[Aim]: Copy the records below exactly, leaving out every picture.

[Pointing dataset excerpts]:

· · · · · · ·

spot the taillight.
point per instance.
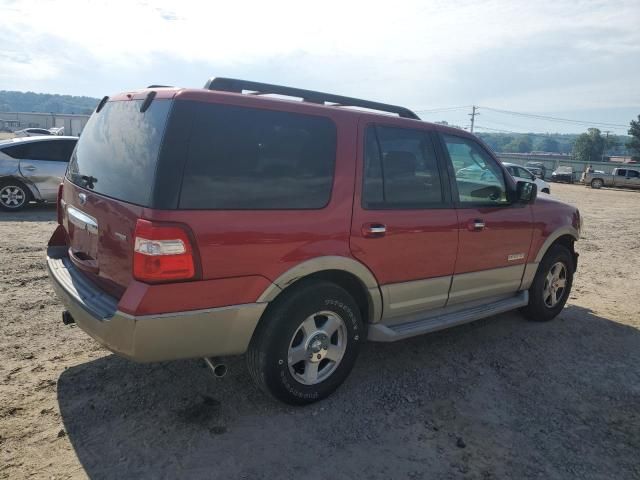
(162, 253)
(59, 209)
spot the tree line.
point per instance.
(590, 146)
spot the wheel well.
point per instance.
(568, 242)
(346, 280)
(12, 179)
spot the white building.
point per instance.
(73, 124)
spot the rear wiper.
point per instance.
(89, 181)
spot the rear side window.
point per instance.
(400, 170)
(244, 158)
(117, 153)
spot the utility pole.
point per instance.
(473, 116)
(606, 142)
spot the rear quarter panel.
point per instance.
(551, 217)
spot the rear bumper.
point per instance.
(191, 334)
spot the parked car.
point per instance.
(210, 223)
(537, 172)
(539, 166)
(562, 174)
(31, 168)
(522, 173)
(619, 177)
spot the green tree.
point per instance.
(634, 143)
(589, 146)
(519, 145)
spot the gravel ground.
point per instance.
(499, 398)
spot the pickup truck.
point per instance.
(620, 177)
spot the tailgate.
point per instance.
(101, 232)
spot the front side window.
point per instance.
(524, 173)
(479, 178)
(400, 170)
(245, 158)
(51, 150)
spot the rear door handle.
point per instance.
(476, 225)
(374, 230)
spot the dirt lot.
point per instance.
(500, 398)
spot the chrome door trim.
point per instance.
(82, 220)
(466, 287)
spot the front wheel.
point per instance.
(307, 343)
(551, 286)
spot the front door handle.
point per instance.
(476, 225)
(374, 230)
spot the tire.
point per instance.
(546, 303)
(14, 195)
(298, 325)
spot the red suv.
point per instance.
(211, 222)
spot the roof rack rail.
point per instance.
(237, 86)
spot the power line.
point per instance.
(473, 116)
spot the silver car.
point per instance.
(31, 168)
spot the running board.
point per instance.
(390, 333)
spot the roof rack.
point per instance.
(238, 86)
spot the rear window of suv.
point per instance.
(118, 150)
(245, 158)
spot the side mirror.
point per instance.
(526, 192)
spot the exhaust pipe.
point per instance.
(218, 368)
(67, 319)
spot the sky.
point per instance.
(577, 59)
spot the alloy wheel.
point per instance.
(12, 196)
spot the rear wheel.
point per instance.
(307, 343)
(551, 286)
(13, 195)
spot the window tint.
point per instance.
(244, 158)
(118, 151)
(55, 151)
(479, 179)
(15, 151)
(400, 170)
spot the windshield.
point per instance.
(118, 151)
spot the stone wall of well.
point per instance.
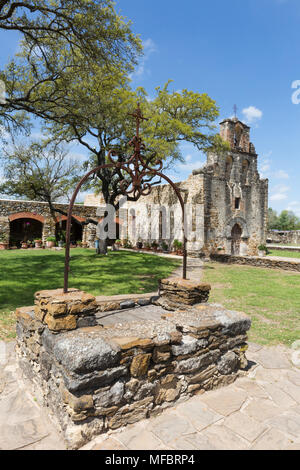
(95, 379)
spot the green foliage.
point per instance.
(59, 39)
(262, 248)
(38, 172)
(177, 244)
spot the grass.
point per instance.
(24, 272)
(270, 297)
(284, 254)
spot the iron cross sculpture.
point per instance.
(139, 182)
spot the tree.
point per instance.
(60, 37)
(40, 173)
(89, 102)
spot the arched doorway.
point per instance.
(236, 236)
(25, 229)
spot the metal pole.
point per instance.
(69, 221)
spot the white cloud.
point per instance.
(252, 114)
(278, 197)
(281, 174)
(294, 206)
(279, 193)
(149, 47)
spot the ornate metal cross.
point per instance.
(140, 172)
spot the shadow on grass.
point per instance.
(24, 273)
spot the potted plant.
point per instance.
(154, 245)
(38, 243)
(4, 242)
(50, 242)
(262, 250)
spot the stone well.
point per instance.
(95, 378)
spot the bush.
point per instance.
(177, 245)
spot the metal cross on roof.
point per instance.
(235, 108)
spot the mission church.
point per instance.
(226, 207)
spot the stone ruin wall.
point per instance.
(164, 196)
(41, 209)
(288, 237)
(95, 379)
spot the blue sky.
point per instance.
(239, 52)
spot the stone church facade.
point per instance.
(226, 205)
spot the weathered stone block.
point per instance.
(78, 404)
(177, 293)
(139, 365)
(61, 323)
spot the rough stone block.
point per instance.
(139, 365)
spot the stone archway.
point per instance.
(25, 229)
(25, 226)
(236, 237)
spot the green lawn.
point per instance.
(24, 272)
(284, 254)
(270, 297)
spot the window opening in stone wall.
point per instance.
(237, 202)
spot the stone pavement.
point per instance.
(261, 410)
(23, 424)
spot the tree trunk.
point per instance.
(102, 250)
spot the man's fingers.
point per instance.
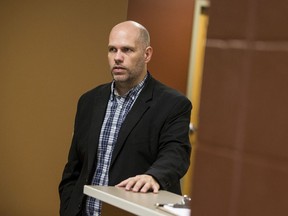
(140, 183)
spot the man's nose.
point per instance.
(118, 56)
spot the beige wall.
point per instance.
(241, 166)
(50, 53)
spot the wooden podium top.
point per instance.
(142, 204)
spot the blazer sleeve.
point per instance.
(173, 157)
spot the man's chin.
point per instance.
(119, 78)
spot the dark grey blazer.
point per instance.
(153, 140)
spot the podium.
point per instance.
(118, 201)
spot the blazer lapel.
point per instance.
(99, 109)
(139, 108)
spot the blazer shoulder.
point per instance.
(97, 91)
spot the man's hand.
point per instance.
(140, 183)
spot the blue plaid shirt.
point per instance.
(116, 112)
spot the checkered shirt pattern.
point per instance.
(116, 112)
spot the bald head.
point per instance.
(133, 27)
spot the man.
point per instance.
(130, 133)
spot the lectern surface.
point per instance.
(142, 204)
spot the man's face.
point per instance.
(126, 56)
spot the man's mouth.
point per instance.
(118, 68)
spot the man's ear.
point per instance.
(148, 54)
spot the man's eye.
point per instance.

· · · · · · ·

[Output of the task]:
spot the taillight.
point per instance.
(162, 253)
(59, 209)
spot the tree line.
point per instance.
(590, 146)
spot the wheel well.
point per instance.
(568, 242)
(346, 280)
(12, 179)
spot the white building.
point per instance.
(73, 124)
spot the rear wiper.
point per instance.
(89, 181)
spot the rear side window.
point per instance.
(400, 170)
(244, 158)
(117, 153)
spot the utility pole.
point per instance.
(473, 116)
(606, 142)
spot the rear quarter panel.
point per instance.
(551, 217)
spot the rear bumper.
point per instance.
(191, 334)
spot the parked car.
point per instance.
(210, 223)
(537, 172)
(539, 166)
(562, 174)
(31, 168)
(522, 173)
(619, 177)
spot the green tree.
point per instance.
(634, 143)
(589, 146)
(519, 145)
spot the gravel ground.
point per instance.
(499, 398)
spot the pickup truck.
point per instance.
(620, 177)
spot the tailgate.
point per instance.
(101, 232)
spot the front side window.
point per instance.
(524, 173)
(479, 178)
(400, 170)
(245, 158)
(51, 150)
spot the rear door handle.
point per instance.
(476, 225)
(374, 230)
spot the dirt lot.
point per instance.
(500, 398)
spot the chrome door trim.
point per instance.
(82, 220)
(466, 287)
spot the front wheel.
point per instance.
(307, 343)
(551, 286)
spot the front door handle.
point per instance.
(476, 225)
(374, 230)
spot the tire.
point per instance.
(546, 303)
(14, 195)
(298, 325)
spot the red suv.
point per instance.
(211, 222)
spot the roof rack rail.
point per instance.
(237, 86)
spot the power line.
point per instance.
(473, 116)
spot the silver car.
point per instance.
(31, 168)
spot the running board.
point per instance.
(390, 333)
spot the roof rack.
point per instance.
(238, 86)
spot the rear window of suv.
point per instance.
(118, 150)
(245, 158)
spot the side mirror.
point per instance.
(526, 192)
spot the exhaust pipe.
point per instance.
(218, 368)
(67, 319)
spot the sky.
point per instance.
(577, 59)
spot the alloy wheel.
point per instance.
(12, 196)
spot the rear wheel.
point per instance.
(307, 343)
(551, 286)
(13, 195)
spot the window tint.
point per instance.
(244, 158)
(118, 151)
(55, 151)
(479, 179)
(15, 151)
(400, 170)
spot the windshield.
point per instance.
(118, 151)
spot the stone wall of well.
point per instance.
(95, 379)
spot the green foliage.
point per instance.
(59, 39)
(262, 248)
(38, 172)
(177, 244)
spot the grass.
point per instance.
(24, 272)
(270, 297)
(284, 254)
spot the iron cross sculpture.
point per instance.
(139, 182)
spot the tree.
point per instance.
(60, 37)
(40, 173)
(89, 102)
spot the arched doorway.
point per instance.
(236, 236)
(25, 229)
spot the metal pole.
point per instance.
(69, 221)
spot the white cloud.
point per instance.
(252, 114)
(278, 197)
(281, 174)
(294, 206)
(279, 193)
(149, 47)
spot the ornate metal cross.
point per instance.
(140, 172)
spot the shadow on grass.
point per instance.
(24, 273)
spot the potted plant.
point per instance.
(154, 245)
(38, 243)
(4, 242)
(50, 242)
(262, 250)
spot the stone well.
point per instance.
(95, 378)
spot the bush.
point per instance.
(177, 245)
spot the metal cross on roof.
point per instance.
(235, 108)
spot the mission church.
point per instance.
(226, 207)
spot the stone ruin wall.
point per instance.
(164, 196)
(41, 209)
(288, 237)
(95, 379)
spot the blue sky.
point per instance.
(239, 52)
spot the stone church facade.
point per instance.
(226, 205)
spot the weathered stone block.
point per instance.
(78, 404)
(177, 293)
(139, 365)
(61, 323)
spot the rough stone block.
point per instance.
(139, 365)
spot the stone archway.
point per instance.
(25, 229)
(25, 226)
(236, 237)
spot the green lawn.
point per instance.
(24, 272)
(284, 254)
(270, 297)
spot the window opening in stone wall.
point per instance.
(237, 202)
spot the stone pavement.
point per instance.
(261, 410)
(23, 424)
spot the tree trunk.
point per instance.
(102, 250)
spot the man's fingers.
point per instance.
(140, 183)
spot the man's nose.
point per instance.
(118, 56)
spot the beige wall.
point per instance.
(241, 166)
(50, 53)
spot the wooden podium top.
point per instance.
(142, 204)
spot the blazer sleeve.
point per instance.
(173, 157)
spot the man's chin.
point per instance.
(119, 78)
spot the dark grey blazer.
point per instance.
(153, 140)
spot the podium.
point per instance.
(118, 201)
spot the blazer lapel.
point per instance.
(99, 109)
(139, 108)
spot the blazer shoulder.
point per instance.
(97, 91)
spot the man's hand.
point per instance.
(140, 183)
spot the blue plaid shirt.
point per instance.
(116, 112)
spot the checkered shirt pattern.
point per instance.
(116, 112)
spot the bald head.
point per instance.
(133, 27)
spot the man.
point per instance.
(130, 133)
spot the lectern surface.
point per instance.
(142, 204)
spot the man's face.
point per instance.
(126, 56)
spot the man's mouth.
point per instance.
(118, 68)
spot the man's ear.
point per instance.
(148, 54)
spot the man's eye.
point per instance.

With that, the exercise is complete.